> _Directions_
Looking through the data below, work out how many lines have the word "wooden". Reply with that number only.
━━━━━ Source information ━━━━━
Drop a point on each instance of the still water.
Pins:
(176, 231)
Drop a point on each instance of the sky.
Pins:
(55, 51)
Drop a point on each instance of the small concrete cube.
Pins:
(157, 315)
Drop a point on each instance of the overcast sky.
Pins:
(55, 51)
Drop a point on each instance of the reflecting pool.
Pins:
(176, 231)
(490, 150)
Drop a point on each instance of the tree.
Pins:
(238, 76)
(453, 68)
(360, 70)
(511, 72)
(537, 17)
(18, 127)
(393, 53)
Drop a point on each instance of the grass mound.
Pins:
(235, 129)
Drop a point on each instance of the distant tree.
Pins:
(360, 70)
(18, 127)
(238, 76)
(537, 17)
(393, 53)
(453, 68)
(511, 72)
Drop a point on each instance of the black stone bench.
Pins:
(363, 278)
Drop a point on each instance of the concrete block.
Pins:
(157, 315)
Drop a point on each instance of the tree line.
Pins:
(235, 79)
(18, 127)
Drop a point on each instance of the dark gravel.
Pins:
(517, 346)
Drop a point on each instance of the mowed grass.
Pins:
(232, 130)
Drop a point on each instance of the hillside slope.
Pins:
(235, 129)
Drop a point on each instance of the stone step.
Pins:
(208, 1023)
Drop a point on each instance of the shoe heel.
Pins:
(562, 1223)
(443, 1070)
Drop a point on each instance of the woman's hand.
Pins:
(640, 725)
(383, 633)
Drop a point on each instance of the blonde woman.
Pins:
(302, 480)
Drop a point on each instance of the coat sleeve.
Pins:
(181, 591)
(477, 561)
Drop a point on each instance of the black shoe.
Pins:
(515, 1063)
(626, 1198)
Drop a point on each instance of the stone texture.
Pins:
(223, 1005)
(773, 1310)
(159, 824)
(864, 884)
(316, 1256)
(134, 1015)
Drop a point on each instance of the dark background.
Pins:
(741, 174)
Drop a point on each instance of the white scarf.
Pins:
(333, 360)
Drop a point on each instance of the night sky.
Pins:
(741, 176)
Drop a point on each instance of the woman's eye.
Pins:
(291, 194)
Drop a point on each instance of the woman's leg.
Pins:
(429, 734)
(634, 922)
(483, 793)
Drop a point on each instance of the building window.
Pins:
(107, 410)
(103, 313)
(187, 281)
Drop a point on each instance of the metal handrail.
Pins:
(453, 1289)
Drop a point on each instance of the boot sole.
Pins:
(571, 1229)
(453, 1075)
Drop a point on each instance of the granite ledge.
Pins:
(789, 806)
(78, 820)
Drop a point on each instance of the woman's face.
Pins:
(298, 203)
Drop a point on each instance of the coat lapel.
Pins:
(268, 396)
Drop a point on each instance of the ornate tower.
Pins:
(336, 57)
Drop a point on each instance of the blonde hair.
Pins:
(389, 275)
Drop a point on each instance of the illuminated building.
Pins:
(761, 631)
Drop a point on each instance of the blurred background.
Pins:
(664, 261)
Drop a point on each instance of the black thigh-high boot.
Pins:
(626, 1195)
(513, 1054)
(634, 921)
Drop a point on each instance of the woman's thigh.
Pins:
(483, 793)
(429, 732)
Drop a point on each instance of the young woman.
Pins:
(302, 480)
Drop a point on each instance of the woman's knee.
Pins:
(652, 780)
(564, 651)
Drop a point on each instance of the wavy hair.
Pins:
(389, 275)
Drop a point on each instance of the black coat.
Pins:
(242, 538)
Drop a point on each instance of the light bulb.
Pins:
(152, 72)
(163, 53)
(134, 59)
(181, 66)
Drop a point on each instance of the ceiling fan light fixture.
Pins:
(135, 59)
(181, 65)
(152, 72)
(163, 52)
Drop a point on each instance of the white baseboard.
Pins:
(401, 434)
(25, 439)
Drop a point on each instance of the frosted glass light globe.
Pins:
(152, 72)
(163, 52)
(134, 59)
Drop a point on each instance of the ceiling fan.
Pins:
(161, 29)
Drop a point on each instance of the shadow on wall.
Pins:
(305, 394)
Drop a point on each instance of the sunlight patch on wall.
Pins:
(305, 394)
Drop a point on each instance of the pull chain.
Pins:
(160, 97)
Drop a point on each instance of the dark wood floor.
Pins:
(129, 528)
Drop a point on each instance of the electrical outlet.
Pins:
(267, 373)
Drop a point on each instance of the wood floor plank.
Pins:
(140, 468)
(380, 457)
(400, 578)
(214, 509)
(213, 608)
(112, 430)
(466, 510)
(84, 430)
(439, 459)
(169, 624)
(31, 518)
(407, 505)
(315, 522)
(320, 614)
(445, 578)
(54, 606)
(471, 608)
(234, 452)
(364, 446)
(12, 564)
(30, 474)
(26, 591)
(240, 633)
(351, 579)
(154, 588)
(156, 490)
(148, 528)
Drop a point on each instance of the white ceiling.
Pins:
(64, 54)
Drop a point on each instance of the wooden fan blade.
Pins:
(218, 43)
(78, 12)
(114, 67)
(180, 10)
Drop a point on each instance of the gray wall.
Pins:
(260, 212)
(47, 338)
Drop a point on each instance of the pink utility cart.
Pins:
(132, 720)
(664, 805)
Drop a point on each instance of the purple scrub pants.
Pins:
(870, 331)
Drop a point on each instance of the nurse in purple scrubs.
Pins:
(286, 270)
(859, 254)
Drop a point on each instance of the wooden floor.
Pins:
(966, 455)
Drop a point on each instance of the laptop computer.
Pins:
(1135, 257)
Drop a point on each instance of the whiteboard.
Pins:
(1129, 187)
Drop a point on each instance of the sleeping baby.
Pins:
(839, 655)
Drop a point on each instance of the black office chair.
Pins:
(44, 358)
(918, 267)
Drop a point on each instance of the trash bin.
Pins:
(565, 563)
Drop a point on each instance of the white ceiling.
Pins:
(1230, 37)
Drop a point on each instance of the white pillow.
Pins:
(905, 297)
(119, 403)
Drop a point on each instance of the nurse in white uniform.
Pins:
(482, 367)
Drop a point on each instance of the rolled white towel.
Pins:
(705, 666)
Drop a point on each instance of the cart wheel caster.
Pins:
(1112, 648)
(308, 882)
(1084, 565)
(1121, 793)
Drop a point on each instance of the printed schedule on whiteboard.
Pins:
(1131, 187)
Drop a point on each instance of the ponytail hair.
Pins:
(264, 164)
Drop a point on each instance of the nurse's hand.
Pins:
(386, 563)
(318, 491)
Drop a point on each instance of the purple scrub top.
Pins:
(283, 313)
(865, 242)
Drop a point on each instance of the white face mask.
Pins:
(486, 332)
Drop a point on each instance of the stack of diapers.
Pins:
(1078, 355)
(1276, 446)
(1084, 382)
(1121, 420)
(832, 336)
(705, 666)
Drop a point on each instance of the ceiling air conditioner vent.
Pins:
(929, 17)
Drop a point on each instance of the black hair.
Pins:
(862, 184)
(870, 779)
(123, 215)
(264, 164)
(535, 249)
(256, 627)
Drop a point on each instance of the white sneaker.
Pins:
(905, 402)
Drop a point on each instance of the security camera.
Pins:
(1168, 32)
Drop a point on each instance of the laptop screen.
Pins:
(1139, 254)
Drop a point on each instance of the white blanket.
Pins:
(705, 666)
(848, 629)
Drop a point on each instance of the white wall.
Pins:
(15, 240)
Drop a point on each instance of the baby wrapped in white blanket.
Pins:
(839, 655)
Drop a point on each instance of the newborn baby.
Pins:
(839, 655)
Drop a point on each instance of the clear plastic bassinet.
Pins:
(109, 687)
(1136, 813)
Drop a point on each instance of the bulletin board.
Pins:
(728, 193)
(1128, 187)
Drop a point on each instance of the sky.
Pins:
━━━━━
> _Problem solution_
2